## Excerpts from a detection dataset
* * * *
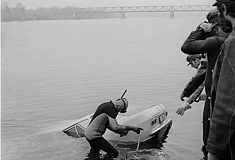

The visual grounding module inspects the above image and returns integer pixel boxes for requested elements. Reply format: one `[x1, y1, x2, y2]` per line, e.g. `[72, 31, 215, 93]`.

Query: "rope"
[135, 134, 140, 152]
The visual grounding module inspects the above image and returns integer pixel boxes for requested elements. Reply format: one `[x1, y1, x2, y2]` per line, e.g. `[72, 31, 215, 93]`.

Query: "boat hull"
[63, 105, 172, 144]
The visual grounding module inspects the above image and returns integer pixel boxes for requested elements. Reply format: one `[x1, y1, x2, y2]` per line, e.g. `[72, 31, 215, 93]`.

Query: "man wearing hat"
[85, 98, 143, 160]
[206, 0, 235, 160]
[181, 10, 229, 159]
[176, 54, 207, 116]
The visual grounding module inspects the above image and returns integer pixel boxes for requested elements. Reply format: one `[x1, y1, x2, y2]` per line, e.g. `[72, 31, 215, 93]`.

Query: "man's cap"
[206, 9, 220, 24]
[212, 0, 235, 6]
[186, 54, 202, 66]
[116, 98, 128, 113]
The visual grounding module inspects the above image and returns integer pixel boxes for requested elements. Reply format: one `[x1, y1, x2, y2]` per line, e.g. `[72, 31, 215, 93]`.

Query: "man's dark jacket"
[181, 30, 225, 97]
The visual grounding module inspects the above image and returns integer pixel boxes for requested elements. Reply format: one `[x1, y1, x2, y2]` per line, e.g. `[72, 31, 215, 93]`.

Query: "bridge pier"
[170, 11, 175, 19]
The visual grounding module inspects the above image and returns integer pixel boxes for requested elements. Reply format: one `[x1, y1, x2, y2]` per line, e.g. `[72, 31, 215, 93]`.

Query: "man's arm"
[181, 24, 223, 55]
[180, 70, 206, 100]
[107, 116, 143, 135]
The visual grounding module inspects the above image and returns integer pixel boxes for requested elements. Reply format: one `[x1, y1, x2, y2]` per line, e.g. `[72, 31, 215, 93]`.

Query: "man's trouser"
[202, 98, 210, 156]
[87, 137, 118, 159]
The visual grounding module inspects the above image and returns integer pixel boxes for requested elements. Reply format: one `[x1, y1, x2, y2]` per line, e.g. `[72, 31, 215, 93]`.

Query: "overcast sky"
[2, 0, 215, 9]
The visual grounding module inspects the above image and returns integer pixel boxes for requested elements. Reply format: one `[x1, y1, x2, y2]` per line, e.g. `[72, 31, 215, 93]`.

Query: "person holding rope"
[85, 96, 143, 160]
[206, 0, 235, 160]
[181, 10, 231, 160]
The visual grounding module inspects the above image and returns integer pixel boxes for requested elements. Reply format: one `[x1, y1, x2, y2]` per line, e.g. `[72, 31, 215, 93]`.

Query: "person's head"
[213, 0, 235, 33]
[186, 54, 201, 69]
[213, 0, 235, 18]
[206, 9, 220, 25]
[115, 98, 128, 113]
[204, 9, 232, 38]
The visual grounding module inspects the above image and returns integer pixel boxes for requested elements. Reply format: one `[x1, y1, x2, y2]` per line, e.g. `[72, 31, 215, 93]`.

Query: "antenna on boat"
[121, 89, 127, 99]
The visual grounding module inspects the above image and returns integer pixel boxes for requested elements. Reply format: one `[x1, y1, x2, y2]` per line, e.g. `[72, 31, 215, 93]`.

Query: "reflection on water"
[1, 13, 207, 160]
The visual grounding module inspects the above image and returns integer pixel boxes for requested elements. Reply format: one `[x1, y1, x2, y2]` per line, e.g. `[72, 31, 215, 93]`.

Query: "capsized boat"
[63, 104, 172, 144]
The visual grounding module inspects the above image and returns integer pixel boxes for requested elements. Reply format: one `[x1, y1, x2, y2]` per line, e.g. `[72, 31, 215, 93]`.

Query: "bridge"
[81, 5, 213, 18]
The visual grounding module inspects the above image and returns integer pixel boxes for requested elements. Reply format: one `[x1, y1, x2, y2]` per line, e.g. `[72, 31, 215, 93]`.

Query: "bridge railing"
[83, 5, 213, 12]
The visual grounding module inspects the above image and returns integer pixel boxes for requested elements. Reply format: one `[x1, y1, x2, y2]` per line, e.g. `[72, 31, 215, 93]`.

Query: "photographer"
[181, 10, 229, 159]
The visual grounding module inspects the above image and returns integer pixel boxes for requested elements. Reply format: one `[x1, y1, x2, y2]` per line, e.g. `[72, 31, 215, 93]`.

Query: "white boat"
[63, 105, 172, 144]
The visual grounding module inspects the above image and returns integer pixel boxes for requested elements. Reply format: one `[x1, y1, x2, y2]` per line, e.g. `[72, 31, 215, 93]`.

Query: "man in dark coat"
[207, 0, 235, 160]
[181, 10, 228, 159]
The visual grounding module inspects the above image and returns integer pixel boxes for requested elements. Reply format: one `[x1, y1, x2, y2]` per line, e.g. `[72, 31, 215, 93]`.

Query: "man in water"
[85, 98, 143, 160]
[176, 54, 207, 116]
[181, 10, 230, 159]
[206, 0, 235, 160]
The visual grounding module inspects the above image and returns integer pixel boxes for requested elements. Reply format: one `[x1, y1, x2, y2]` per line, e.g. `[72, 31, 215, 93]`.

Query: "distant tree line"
[1, 3, 120, 21]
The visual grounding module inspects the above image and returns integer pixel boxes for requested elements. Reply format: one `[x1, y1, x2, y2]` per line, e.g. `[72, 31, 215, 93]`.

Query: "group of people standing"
[176, 0, 235, 160]
[82, 0, 235, 160]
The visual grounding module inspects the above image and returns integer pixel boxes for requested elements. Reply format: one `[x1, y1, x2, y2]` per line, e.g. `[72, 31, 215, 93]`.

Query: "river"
[1, 13, 206, 160]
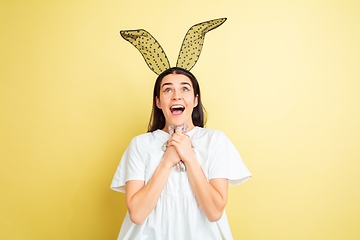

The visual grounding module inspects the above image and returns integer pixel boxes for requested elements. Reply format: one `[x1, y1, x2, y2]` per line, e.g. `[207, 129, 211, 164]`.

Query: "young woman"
[111, 67, 251, 240]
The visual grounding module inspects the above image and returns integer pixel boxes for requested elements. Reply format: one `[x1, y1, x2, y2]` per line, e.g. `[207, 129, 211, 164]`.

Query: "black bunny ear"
[120, 29, 170, 75]
[176, 18, 226, 71]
* * * *
## What you are asked to do
Change "visual grounding module" to "box locator" in all the rows and write the lines out again with nothing else altered. Omit the pictures.

## Output below
The box locator inspects the above image and returns integer pixel boxes for requested elements. Reply format: one `[x1, y1, x2, y2]` per line, e.g. `[72, 31, 215, 93]`.

Query: "rope"
[135, 134, 140, 152]
The box locator inspects the above image and returns integer pixel boxes for requested elements. Reply format: one `[x1, y1, x2, y2]` per line, e.g. `[72, 31, 215, 93]`.

Query: "boat hull"
[63, 105, 172, 144]
The box locator inspects the above image and returns integer pixel boxes for requested elements. Reply format: one `[x1, y1, x2, y2]` per line, e.g. `[72, 31, 215, 93]`.

Query: "man wearing hat"
[85, 98, 143, 160]
[206, 0, 235, 160]
[181, 10, 229, 159]
[176, 54, 207, 116]
The box locator inspects the above image and returns integer pixel boxes for requested elements. Reply format: one `[x1, y1, x2, y2]` per line, e.g. `[72, 31, 215, 93]`.

Query: "man's cap"
[206, 9, 220, 24]
[212, 0, 235, 6]
[186, 54, 202, 66]
[116, 98, 128, 113]
The box locator inspects the above image and returns integer pixel boxes for requested elements. Reply format: one `[x1, y1, x2, y2]` per line, e.g. `[72, 31, 215, 93]`.

Query: "man's dark jacket"
[181, 30, 225, 97]
The box locator inspects the above image and returns integer pixel boxes for requested elements. Reply format: one `[x1, y1, x2, y2]` per line, e.g. `[72, 31, 215, 93]`.

Query: "bridge pier"
[170, 11, 175, 19]
The box locator inspects the above image and returns integer pixel boxes for requested elements. Reply format: one `[x1, y1, x2, y2]` per line, e.g. `[72, 31, 215, 93]`.

Query: "man's arm"
[181, 24, 223, 55]
[180, 70, 206, 100]
[107, 116, 143, 135]
The box locator inspects the above image and returns integer pixel boxes for requested elements. Reply format: one `[x1, y1, x2, y2]` per line, e.g. `[72, 31, 215, 93]`.

Query: "man's trouser"
[202, 98, 210, 156]
[87, 137, 118, 159]
The box locator inspects the above image and returns integer pixel boxes for requested elements. Reply format: one `[x1, y1, x2, y2]` per line, e.g. `[72, 31, 215, 93]`.

Query: "overcast sky"
[2, 0, 215, 9]
The box locator inspects the above image and returns integer pixel boxes for requested elements. Reply format: one `[x1, y1, x2, y2]` per line, e.g. `[72, 31, 215, 93]`.

Query: "person holding rope"
[85, 96, 143, 160]
[206, 0, 235, 160]
[181, 10, 231, 160]
The box locator inspects the above image and returns integer pixel boxes for requested elements. Reply format: one `[x1, y1, x2, y2]` per line, e.g. `[72, 31, 215, 93]`.

Query: "person's head"
[213, 0, 235, 33]
[186, 54, 201, 69]
[213, 0, 235, 18]
[206, 9, 220, 25]
[115, 98, 128, 113]
[204, 9, 232, 38]
The box locator inspects the above image and returns integer pixel boxes for requested elements. Reply format: one `[x1, y1, x2, y2]` per line, e.g. `[72, 31, 215, 93]`.

Query: "antenna on boat"
[121, 89, 127, 99]
The box locator inspects the above image and returns integer pixel boxes for requested elements. Reply format: one `[x1, y1, x2, y2]` per line, e.g. `[72, 31, 215, 93]`.

Query: "reflection on water"
[1, 13, 207, 160]
The box locator inspects the above image and returns integer pixel boxes for requested elements. Reply format: one `[x1, y1, x2, y2]` per line, e.g. `[72, 31, 215, 93]`.

Query: "capsized boat"
[63, 104, 172, 144]
The box locator inspects the above image and returns integer pixel boxes for requested elements. Reply format: one `[x1, y1, x2, y2]` per line, e.g. `[72, 31, 215, 93]`.

Query: "bridge"
[81, 5, 213, 18]
The box locator inspects the above image and returns integer pixel boxes for requested elements. Reply format: one `[x1, y1, x2, y2]` per line, e.g. `[72, 31, 215, 93]`.

Query: "bridge railing"
[83, 5, 213, 12]
The box locator inspects the above image and returns integer pixel boxes for requested elements. Reply format: one `[x1, y1, x2, y2]` per line, e.g. `[72, 31, 215, 93]`.

Query: "photographer"
[181, 10, 229, 159]
The box locator inspects the above image and returns integer pixel boxes for requested elements. Reply format: one `[x1, y1, x2, y2]` per line, e.g. `[72, 31, 215, 93]`.

Query: "white boat"
[63, 105, 172, 144]
The box locator inspects the above image and returns integer pixel boxes for requested elements. Reply format: one `[x1, y1, x2, y2]` per line, e.g. `[72, 31, 215, 93]`.

Query: "man in dark coat"
[207, 0, 235, 160]
[181, 10, 228, 159]
The box locator inspects the above image and returns integer pixel boxes for requested elements. Reply format: one `[x1, y1, x2, y2]` per line, e.g. `[72, 31, 215, 93]`.

Query: "man in water"
[85, 98, 143, 160]
[176, 54, 207, 116]
[181, 10, 230, 159]
[206, 0, 235, 160]
The box locator inspects the above image and returns integer pixel boxes for requested elements. Reply format: one `[x1, y1, x2, y2]` per line, e.g. `[72, 31, 215, 93]`.

Query: "distant tree line"
[1, 3, 120, 21]
The box locator inspects the above image and returns integer pixel boxes for requested elements. Reply format: one `[x1, y1, x2, y2]` per line, e.g. `[72, 31, 215, 93]`.

Query: "group of people standing"
[176, 0, 235, 160]
[82, 0, 235, 160]
The box locator inspects the above image and returns integer pixel boxes for requested elements. Reply format: one `[x1, y1, x2, y2]` per line, e.g. `[72, 31, 215, 93]`.

Query: "river"
[1, 13, 206, 160]

The box locator inspects the above image and returns integer pixel boxes for requested elements. Reply format: one `[x1, y1, x2, y2]` per line, e.g. `[207, 129, 211, 164]`.

Query: "young woman"
[111, 67, 251, 240]
The box locator inspects the above image and returns integer pixel boxes for requested elements. Reply format: one `[x1, y1, x2, y2]` per line, e.g. `[207, 129, 211, 164]`.

Query: "black bunny ear"
[120, 29, 170, 75]
[176, 18, 226, 71]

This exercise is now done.